• WORK TASK
For this listing, the lines between the one holding "Task: tag every instance of the green shrub" and the one holding "Task: tag every instance of the building wall", inclusive, must be set down exactly.

• DATASET EXTRACT
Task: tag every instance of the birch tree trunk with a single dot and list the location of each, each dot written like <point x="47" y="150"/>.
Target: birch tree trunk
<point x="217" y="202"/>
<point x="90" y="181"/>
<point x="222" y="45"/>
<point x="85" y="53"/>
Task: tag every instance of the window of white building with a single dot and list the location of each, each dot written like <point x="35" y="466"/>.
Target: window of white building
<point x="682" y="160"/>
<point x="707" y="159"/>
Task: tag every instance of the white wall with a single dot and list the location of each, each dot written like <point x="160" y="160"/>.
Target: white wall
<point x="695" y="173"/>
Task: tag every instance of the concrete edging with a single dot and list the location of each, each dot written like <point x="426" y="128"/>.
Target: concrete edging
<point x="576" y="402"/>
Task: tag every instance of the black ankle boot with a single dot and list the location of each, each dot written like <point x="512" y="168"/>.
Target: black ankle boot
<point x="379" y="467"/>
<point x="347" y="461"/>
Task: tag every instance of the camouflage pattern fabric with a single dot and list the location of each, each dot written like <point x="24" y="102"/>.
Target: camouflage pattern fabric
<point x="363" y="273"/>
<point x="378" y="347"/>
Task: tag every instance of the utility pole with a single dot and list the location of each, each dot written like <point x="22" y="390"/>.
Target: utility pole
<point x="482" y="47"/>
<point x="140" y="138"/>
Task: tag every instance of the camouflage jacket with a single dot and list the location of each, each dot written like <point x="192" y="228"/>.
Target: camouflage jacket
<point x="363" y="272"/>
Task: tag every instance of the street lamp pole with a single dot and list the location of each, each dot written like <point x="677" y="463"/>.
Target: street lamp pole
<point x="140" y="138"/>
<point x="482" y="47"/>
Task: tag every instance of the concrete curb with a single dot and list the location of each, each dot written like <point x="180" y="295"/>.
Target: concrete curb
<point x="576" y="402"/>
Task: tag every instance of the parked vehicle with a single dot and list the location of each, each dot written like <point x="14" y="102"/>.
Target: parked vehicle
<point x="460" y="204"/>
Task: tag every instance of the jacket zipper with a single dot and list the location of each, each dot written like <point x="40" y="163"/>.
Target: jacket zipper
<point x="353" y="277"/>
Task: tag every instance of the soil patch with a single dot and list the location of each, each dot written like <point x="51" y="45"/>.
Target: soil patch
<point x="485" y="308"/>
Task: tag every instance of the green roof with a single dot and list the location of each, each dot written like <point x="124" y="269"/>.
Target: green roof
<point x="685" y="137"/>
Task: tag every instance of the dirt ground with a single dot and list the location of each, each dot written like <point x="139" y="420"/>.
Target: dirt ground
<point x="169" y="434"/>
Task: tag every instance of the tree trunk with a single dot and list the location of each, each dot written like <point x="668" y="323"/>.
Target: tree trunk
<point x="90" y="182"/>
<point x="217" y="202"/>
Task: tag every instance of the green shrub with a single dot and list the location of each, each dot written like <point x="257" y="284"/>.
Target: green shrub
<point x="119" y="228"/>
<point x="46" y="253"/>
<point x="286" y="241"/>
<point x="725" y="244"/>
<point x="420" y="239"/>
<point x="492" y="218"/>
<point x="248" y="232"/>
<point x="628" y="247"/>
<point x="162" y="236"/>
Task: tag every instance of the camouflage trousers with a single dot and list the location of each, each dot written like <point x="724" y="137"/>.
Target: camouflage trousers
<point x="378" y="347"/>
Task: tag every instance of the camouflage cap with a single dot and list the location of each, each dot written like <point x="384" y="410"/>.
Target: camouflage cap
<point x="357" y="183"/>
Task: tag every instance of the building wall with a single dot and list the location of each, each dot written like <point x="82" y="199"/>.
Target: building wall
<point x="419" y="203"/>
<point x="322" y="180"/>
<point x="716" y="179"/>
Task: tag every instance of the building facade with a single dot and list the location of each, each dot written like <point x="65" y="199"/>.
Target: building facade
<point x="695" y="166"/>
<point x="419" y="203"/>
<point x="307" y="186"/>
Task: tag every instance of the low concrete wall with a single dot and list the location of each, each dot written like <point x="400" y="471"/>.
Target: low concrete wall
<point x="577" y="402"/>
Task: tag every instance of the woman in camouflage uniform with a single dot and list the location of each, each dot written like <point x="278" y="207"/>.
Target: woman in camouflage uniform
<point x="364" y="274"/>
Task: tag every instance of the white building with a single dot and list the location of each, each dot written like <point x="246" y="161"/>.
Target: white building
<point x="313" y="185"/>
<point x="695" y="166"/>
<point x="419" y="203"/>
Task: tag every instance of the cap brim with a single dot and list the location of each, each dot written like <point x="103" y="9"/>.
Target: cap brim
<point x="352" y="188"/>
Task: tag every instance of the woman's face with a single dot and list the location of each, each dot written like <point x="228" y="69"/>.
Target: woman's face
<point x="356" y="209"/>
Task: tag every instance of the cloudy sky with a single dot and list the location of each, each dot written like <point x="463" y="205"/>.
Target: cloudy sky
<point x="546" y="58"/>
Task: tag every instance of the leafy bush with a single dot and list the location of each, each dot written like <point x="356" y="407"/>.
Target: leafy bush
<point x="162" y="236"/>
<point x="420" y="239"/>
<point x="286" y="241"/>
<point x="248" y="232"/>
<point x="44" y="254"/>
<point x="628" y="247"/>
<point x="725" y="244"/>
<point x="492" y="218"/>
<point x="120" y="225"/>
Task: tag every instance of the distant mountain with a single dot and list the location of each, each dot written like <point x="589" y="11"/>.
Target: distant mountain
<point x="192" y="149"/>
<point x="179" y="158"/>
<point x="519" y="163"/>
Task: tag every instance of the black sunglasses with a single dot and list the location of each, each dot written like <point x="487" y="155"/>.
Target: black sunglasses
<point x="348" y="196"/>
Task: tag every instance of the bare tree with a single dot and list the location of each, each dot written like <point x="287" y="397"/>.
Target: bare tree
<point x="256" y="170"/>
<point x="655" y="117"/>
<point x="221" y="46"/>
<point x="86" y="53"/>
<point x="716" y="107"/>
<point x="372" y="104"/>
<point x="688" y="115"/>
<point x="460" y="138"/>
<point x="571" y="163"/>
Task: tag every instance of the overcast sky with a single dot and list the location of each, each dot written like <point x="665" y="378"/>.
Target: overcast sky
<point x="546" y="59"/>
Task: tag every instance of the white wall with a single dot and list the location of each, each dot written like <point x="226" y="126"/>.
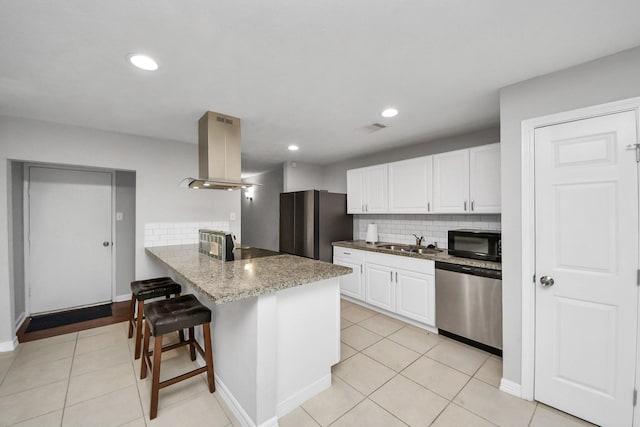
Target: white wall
<point x="159" y="165"/>
<point x="261" y="215"/>
<point x="300" y="176"/>
<point x="607" y="79"/>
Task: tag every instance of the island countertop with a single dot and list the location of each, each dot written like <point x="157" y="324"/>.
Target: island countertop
<point x="224" y="282"/>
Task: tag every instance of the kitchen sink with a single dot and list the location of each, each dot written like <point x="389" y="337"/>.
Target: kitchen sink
<point x="411" y="249"/>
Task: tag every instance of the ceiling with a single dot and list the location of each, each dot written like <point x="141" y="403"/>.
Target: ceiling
<point x="316" y="74"/>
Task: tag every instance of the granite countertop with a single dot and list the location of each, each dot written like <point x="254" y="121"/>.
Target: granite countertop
<point x="441" y="256"/>
<point x="229" y="281"/>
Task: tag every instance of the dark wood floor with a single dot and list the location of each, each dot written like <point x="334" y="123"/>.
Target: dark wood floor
<point x="119" y="313"/>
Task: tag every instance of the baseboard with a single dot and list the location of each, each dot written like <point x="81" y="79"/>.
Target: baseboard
<point x="292" y="402"/>
<point x="510" y="387"/>
<point x="120" y="298"/>
<point x="237" y="410"/>
<point x="19" y="322"/>
<point x="8" y="345"/>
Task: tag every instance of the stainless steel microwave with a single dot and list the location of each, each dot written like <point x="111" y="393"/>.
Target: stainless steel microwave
<point x="477" y="244"/>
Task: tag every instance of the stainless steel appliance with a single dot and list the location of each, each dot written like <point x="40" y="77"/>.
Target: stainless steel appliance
<point x="469" y="305"/>
<point x="311" y="220"/>
<point x="477" y="244"/>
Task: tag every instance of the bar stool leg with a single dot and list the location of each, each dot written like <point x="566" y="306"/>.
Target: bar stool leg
<point x="192" y="347"/>
<point x="139" y="328"/>
<point x="145" y="355"/>
<point x="155" y="376"/>
<point x="208" y="354"/>
<point x="132" y="307"/>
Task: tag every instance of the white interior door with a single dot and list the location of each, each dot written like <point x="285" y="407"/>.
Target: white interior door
<point x="587" y="242"/>
<point x="69" y="238"/>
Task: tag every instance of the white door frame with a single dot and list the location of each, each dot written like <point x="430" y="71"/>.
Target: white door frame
<point x="528" y="230"/>
<point x="26" y="225"/>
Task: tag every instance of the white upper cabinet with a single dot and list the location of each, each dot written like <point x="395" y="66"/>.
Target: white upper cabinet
<point x="484" y="179"/>
<point x="355" y="190"/>
<point x="451" y="182"/>
<point x="461" y="181"/>
<point x="410" y="184"/>
<point x="467" y="181"/>
<point x="367" y="190"/>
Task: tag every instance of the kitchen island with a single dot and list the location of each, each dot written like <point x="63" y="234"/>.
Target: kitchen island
<point x="275" y="324"/>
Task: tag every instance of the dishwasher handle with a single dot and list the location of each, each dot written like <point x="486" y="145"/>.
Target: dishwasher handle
<point x="466" y="269"/>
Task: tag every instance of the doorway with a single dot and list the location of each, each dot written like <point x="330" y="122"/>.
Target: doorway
<point x="580" y="314"/>
<point x="70" y="238"/>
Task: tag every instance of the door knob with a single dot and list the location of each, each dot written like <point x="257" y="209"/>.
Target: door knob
<point x="546" y="281"/>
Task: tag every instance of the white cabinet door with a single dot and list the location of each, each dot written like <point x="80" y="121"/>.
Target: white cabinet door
<point x="380" y="289"/>
<point x="415" y="296"/>
<point x="410" y="185"/>
<point x="355" y="190"/>
<point x="351" y="284"/>
<point x="451" y="182"/>
<point x="484" y="179"/>
<point x="376" y="182"/>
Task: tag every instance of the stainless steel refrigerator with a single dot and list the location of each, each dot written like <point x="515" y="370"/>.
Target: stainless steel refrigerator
<point x="311" y="220"/>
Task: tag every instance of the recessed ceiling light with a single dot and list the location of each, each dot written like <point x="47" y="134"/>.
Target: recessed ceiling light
<point x="143" y="62"/>
<point x="390" y="112"/>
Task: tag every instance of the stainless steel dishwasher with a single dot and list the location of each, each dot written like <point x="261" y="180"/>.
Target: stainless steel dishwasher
<point x="469" y="305"/>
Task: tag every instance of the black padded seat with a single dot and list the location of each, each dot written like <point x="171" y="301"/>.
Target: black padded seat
<point x="142" y="290"/>
<point x="171" y="315"/>
<point x="154" y="288"/>
<point x="175" y="314"/>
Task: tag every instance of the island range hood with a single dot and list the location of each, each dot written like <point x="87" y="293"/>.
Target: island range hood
<point x="218" y="154"/>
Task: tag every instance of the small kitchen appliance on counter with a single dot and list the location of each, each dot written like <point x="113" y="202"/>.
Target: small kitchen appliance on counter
<point x="372" y="233"/>
<point x="476" y="244"/>
<point x="217" y="244"/>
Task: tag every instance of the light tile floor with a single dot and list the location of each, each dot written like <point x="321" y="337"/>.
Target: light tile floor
<point x="89" y="378"/>
<point x="391" y="374"/>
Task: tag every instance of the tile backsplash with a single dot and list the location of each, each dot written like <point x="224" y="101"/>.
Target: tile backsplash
<point x="178" y="233"/>
<point x="400" y="228"/>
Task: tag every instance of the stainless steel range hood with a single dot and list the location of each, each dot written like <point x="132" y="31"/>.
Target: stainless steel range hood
<point x="218" y="154"/>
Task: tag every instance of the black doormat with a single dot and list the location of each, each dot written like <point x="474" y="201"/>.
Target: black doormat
<point x="68" y="317"/>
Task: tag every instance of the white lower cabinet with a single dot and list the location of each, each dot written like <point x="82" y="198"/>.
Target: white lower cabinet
<point x="380" y="288"/>
<point x="351" y="285"/>
<point x="401" y="285"/>
<point x="415" y="296"/>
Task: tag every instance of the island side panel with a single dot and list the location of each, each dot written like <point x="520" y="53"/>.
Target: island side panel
<point x="308" y="319"/>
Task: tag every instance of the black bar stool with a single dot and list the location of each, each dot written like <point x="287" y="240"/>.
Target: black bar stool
<point x="171" y="315"/>
<point x="142" y="290"/>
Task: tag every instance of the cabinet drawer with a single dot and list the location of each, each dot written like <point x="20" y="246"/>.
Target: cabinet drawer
<point x="425" y="266"/>
<point x="351" y="254"/>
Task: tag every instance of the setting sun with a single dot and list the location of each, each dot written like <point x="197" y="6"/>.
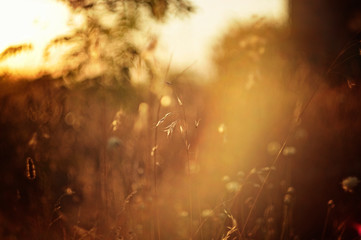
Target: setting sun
<point x="33" y="23"/>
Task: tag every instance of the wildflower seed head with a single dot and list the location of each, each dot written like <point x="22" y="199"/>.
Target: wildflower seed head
<point x="350" y="183"/>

• ANSWER BOX
Task: tag every instance of the green shrub with a single dot and list the location of each, each dot written like <point x="257" y="284"/>.
Target: green shrub
<point x="119" y="228"/>
<point x="46" y="253"/>
<point x="286" y="241"/>
<point x="725" y="244"/>
<point x="420" y="239"/>
<point x="492" y="218"/>
<point x="248" y="232"/>
<point x="628" y="247"/>
<point x="162" y="236"/>
Task: tag every instance of the camouflage trousers with a single dot and list the location of each, each dot written like <point x="724" y="137"/>.
Target: camouflage trousers
<point x="378" y="347"/>
Task: tag every instance of the camouflage cap with a single dot and list the location of each, each dot written like <point x="384" y="410"/>.
Target: camouflage cap
<point x="357" y="183"/>
Task: tag every instance of the building wall with a single dot and list the location of each, each dot written like <point x="82" y="199"/>.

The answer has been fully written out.